Work instruction 1 –
According to the news article about the Nobel Prize for Literature, how many prizes did the Swedish Academy aim to award in 2019?
Work instruction 2 –
Summarize the news article about the Nobel Prize for Literature in two sentences.

Text excerpt –
For First Time Since WWII, There Will Be No Nobel Prize for Literature This Year

Swedish Academy is facing a sexual harassment scandal and has seen numerous board members resign

FILE PHOTO: A national library employee shows the gold Nobel Prize medal awarded to the late novelist Gabriel Garcia Marquez, in Bogota, Colombia.
Fernando Vergara/AP

No Nobel Prize for Literature will be given this year, because of a scandal over sexual misconduct allegations that has seen a string of board members resign from the board of the Swedish Academy that makes the award, the Academy said on Friday. 

"The present decision was arrived at in view of the currently diminished Academy and the reduced public confidence in the Academy," it said in a statement. 

"Work on the selection of a laureate is at an advanced stage and will continue as usual in the months ahead but the Academy needs time to regain its full complement, engage a larger number of active members and regain confidence in its work, before the next Literature Prize winner is declared." 

The Academy said it aimed to award two prizes in 2019. 

The council of prestigious authors and linguists has been dealing with the fallout of allegations of sexual misconduct by the husband of one of its members and of the leaks of names of some prize-winners ahead of the formal announcements. 

Photographer and cultural figure Jean-Claude Arnault, who is married to Academy member and author Katarina Frostenson, denies all allegations, regarding both sexual misconduct and leaking the names of laureates, his lawyer told Reuters on Thursday. A postponement or cancellation of the prize is rare but not unprecedented. 

There were no awards between 1940 and 1943, due to World War Two, while the American novelist William Faulkner received his prize a year late in 1950 when two prizes were handed out. 

The rules of the foundation that administers the will of dynamite inventor Alfred Nobel mean prizes can be reserved until the following year.

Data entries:
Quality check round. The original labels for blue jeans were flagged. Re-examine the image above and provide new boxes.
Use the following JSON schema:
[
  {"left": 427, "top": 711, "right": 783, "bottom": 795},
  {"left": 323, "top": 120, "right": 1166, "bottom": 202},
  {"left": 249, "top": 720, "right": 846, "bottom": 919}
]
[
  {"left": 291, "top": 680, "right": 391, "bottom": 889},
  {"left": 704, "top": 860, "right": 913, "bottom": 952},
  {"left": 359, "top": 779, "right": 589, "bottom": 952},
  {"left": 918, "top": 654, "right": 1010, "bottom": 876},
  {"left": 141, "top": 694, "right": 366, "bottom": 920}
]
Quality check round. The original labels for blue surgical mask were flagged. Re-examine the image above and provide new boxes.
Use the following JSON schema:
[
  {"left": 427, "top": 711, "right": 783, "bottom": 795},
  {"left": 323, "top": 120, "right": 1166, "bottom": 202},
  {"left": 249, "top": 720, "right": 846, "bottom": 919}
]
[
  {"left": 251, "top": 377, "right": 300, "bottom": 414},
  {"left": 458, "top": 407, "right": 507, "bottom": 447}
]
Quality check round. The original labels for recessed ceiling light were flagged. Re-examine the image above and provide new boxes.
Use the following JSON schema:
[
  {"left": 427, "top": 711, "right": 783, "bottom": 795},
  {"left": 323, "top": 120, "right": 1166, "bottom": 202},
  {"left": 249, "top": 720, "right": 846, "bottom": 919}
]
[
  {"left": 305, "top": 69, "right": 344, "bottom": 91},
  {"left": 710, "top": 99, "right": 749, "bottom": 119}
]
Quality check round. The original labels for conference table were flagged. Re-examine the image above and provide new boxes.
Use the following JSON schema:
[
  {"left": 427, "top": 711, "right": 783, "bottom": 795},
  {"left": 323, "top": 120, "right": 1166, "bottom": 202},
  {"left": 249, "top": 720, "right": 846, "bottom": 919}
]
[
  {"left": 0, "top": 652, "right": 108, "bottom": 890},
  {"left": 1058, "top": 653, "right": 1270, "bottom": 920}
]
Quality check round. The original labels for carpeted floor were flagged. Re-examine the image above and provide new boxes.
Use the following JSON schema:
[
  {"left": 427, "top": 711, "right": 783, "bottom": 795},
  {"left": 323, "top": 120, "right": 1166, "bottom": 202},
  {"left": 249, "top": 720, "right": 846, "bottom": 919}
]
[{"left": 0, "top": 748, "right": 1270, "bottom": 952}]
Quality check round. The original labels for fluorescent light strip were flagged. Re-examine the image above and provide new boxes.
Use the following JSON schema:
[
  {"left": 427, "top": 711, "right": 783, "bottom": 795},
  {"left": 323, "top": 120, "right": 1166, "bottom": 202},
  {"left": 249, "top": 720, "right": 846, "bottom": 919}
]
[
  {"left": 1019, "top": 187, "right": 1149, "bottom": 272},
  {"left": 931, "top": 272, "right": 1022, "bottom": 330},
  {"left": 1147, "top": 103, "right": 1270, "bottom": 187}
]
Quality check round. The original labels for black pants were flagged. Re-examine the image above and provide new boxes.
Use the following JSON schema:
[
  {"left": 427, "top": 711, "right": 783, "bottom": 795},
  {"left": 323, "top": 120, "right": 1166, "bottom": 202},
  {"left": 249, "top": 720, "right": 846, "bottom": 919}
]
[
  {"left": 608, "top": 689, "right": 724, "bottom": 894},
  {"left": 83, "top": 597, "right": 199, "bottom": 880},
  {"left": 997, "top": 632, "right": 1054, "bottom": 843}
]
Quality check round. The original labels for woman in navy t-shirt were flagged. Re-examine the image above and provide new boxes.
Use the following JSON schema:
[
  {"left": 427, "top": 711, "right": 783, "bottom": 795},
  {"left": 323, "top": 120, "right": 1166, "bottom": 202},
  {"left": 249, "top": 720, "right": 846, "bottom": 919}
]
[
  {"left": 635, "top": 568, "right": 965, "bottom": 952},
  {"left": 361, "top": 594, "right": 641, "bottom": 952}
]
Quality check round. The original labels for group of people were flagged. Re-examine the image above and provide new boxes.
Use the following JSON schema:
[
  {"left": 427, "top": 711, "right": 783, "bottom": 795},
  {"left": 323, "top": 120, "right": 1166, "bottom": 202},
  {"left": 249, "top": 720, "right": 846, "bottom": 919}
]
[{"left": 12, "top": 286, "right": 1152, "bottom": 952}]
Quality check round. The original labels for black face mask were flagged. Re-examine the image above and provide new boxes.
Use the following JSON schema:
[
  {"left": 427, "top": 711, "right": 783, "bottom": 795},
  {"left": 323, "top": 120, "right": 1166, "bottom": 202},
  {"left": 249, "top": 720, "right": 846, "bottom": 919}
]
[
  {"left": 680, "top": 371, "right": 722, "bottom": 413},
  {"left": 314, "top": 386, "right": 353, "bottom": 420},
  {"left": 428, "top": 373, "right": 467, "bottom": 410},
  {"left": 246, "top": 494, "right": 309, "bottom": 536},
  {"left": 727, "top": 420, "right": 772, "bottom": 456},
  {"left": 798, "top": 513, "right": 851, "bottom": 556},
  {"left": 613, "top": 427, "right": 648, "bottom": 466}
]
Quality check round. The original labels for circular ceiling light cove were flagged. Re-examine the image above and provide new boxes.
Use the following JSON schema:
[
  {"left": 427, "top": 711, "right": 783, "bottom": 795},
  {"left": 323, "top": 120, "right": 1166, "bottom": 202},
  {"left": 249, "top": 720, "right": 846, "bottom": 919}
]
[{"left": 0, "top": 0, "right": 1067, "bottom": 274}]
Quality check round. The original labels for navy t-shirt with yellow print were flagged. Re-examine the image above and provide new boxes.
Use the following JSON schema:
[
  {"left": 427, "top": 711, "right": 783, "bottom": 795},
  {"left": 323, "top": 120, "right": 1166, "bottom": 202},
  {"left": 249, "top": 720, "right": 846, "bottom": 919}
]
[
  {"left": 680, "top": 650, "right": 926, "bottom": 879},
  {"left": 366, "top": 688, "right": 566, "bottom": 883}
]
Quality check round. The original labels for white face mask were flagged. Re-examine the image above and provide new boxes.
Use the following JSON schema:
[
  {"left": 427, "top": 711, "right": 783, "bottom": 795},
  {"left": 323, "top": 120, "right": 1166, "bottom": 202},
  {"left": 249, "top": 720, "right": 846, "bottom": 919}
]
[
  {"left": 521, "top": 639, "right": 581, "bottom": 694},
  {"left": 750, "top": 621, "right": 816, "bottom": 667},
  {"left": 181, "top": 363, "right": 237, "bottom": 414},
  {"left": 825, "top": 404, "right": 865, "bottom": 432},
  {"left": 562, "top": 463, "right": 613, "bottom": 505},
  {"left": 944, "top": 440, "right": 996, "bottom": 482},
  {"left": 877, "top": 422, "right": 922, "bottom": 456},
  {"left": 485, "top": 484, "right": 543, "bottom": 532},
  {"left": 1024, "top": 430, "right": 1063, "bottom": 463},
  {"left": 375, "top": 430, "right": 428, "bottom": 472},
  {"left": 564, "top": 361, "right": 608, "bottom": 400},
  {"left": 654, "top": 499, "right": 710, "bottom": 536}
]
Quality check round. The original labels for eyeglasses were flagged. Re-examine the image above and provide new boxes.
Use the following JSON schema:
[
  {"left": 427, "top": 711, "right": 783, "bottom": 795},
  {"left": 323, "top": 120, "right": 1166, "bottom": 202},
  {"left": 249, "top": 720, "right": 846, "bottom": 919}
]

Written reply 1 –
Two prizes.

Written reply 2 –
The Swedish Academy announced that no Nobel Prize for Literature would be given this year because of a scandal over sexual misconduct allegations and leaked winners' names, which led several board members to resign and reduced public confidence in the Academy. The Academy said it aimed to award two prizes in 2019, and while such a postponement is rare, it is not unprecedented, since no awards were given between 1940 and 1943 and William Faulkner received his prize a year late in 1950.